* _What you should do_
Going down the data below, set down exactly the line with "the yoga mat" and each line after it through the line with "the dark wooden slat wall"; no other lines.
[[ Extracted records, beginning ]]
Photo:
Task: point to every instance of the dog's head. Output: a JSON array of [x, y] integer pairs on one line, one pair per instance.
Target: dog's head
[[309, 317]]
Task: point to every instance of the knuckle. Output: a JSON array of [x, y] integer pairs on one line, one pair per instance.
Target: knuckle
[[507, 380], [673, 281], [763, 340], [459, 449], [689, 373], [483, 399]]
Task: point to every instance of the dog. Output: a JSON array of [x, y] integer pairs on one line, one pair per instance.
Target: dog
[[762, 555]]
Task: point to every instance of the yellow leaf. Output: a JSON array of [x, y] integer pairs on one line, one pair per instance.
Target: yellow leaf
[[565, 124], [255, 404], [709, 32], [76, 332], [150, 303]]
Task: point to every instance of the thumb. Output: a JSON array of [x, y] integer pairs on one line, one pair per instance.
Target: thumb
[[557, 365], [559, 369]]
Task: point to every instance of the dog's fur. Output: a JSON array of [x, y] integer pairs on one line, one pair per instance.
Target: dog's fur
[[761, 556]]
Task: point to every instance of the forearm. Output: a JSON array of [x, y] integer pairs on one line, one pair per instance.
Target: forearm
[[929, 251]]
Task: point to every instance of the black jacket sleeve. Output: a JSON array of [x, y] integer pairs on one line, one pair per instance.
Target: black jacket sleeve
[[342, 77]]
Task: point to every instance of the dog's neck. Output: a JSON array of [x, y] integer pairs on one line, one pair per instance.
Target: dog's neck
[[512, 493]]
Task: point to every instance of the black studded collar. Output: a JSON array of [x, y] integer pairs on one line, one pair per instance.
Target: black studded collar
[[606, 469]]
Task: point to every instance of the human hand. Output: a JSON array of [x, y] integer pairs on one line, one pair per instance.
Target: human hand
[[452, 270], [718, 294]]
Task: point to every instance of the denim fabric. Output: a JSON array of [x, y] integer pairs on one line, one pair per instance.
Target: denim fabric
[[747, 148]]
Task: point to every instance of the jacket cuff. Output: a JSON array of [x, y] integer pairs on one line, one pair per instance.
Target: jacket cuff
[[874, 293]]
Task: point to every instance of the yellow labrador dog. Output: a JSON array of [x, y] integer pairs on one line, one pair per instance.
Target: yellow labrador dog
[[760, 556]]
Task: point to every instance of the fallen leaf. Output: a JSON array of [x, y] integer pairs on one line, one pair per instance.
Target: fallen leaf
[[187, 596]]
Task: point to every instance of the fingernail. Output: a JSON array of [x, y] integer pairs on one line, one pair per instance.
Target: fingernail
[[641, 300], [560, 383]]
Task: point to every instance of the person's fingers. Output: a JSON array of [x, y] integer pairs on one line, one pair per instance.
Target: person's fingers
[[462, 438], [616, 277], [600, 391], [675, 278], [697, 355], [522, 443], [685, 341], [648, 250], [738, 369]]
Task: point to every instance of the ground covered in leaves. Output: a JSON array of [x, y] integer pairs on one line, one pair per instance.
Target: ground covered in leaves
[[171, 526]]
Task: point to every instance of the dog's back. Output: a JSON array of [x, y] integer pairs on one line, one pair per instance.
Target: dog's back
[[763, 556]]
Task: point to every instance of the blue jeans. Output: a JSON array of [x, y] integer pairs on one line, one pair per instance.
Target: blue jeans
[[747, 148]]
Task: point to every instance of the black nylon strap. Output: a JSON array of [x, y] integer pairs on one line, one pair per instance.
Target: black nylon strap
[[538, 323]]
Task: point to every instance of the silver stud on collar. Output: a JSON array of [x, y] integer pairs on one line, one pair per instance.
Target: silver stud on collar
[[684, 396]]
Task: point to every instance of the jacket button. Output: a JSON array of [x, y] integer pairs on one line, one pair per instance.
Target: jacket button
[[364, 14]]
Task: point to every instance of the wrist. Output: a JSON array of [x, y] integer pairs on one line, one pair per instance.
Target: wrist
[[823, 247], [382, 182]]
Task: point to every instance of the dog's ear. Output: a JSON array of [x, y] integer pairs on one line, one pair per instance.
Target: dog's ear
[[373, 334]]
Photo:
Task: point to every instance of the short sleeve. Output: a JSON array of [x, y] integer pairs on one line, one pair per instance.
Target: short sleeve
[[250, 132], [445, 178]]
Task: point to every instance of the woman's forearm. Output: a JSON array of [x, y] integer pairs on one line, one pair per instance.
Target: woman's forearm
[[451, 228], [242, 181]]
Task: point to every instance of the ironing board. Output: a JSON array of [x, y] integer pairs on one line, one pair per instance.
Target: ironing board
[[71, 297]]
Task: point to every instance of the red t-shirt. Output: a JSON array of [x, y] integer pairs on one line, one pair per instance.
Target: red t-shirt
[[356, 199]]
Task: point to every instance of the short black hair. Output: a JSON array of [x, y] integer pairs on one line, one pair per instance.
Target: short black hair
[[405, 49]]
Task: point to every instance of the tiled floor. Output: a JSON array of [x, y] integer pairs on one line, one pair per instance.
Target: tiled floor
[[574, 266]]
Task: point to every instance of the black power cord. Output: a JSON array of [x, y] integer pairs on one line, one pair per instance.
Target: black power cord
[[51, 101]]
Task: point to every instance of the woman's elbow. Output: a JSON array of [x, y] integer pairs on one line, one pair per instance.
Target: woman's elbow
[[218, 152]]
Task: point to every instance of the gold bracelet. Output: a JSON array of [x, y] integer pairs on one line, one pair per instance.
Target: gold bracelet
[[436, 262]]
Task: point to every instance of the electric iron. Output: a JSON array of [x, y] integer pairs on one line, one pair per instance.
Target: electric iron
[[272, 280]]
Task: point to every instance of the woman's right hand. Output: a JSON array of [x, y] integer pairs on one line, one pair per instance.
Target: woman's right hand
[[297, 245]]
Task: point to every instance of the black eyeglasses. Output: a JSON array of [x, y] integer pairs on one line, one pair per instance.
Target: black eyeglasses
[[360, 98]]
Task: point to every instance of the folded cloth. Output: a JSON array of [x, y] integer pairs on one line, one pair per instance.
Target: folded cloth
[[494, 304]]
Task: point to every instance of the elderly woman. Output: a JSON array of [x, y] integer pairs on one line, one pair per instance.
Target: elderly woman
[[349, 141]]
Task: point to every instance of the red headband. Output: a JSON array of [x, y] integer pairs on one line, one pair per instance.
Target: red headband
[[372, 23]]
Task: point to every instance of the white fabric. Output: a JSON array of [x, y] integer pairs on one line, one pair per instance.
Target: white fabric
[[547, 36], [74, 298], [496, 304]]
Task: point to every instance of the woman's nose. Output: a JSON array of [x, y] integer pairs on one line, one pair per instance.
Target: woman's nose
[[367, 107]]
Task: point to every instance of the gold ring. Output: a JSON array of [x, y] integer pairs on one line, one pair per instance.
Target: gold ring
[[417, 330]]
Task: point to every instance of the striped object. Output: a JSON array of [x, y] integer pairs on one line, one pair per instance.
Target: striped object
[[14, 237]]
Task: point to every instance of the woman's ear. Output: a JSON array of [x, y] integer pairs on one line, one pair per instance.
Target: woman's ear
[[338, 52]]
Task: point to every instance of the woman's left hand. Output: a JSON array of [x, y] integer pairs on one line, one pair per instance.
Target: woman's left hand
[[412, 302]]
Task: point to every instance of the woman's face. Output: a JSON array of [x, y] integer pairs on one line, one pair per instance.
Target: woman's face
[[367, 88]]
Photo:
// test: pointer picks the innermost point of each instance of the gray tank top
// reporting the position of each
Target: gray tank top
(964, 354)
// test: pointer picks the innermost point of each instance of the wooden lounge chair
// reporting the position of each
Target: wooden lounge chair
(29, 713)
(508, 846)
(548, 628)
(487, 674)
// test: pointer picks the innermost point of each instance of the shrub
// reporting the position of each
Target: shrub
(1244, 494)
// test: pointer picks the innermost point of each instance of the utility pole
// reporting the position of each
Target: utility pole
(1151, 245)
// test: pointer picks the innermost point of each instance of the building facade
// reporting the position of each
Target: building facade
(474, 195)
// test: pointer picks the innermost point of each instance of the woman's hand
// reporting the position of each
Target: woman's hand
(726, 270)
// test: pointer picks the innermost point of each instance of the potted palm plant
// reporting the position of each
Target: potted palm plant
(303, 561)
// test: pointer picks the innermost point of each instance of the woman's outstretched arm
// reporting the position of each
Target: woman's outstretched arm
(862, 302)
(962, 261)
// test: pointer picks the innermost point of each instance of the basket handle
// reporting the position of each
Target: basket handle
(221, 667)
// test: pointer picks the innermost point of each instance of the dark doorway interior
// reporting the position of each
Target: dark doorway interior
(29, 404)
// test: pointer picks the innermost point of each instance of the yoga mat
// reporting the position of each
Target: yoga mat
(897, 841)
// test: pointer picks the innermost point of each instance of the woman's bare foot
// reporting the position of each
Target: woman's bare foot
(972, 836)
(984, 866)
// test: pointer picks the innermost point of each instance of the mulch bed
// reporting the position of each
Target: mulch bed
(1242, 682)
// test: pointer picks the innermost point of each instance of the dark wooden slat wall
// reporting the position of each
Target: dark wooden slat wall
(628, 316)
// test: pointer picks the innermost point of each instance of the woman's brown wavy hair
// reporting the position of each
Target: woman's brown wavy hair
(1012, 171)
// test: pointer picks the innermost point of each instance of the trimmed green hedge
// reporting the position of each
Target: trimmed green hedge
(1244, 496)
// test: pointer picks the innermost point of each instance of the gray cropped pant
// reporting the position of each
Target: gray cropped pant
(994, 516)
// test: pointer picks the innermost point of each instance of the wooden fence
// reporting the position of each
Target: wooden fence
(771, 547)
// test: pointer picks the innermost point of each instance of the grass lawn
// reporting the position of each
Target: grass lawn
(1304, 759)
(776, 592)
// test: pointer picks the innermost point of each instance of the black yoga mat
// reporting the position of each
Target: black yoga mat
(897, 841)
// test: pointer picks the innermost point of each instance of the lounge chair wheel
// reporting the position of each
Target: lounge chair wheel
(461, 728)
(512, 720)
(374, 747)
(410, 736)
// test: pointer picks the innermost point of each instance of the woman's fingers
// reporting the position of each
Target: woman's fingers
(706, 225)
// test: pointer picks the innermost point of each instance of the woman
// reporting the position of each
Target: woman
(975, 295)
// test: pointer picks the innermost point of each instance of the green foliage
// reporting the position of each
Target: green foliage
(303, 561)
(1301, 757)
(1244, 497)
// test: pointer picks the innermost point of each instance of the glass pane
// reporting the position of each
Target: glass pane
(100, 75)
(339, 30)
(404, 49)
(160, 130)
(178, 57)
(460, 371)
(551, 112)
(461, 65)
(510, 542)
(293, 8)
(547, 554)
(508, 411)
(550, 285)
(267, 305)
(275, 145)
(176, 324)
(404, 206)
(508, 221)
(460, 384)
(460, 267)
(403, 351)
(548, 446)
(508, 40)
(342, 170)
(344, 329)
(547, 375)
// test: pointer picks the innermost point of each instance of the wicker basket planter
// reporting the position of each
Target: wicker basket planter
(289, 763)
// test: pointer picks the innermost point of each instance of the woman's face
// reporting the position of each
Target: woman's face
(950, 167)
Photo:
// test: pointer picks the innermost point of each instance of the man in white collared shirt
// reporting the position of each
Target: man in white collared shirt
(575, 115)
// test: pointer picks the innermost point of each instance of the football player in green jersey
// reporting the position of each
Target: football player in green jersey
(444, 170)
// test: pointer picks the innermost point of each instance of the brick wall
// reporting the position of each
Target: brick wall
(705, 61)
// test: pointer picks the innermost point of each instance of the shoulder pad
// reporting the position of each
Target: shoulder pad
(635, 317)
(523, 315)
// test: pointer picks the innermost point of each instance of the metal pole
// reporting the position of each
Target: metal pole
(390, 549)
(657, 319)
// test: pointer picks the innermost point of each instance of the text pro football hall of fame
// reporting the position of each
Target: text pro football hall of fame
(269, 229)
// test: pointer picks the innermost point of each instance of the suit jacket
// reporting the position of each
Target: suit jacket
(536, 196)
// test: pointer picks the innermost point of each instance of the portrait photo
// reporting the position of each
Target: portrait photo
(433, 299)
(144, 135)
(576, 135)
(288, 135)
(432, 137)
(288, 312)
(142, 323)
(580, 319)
[[ Extracted records, end ]]
* _Solved exercise_
// test: pointer picks the innermost point of each instance of the yoga mat
// reporting the position of each
Target: yoga mat
(897, 841)
// test: pointer picks the innermost point of each instance of the woman's bare foot
// reporting the position of each
Target: woman's bare foot
(972, 836)
(984, 866)
// test: pointer picks the innermost point of each instance of the mulch bed
// reporting the position of each
Target: mulch bed
(1242, 682)
// test: pointer picks the innermost point of each instance of the dark wooden slat wall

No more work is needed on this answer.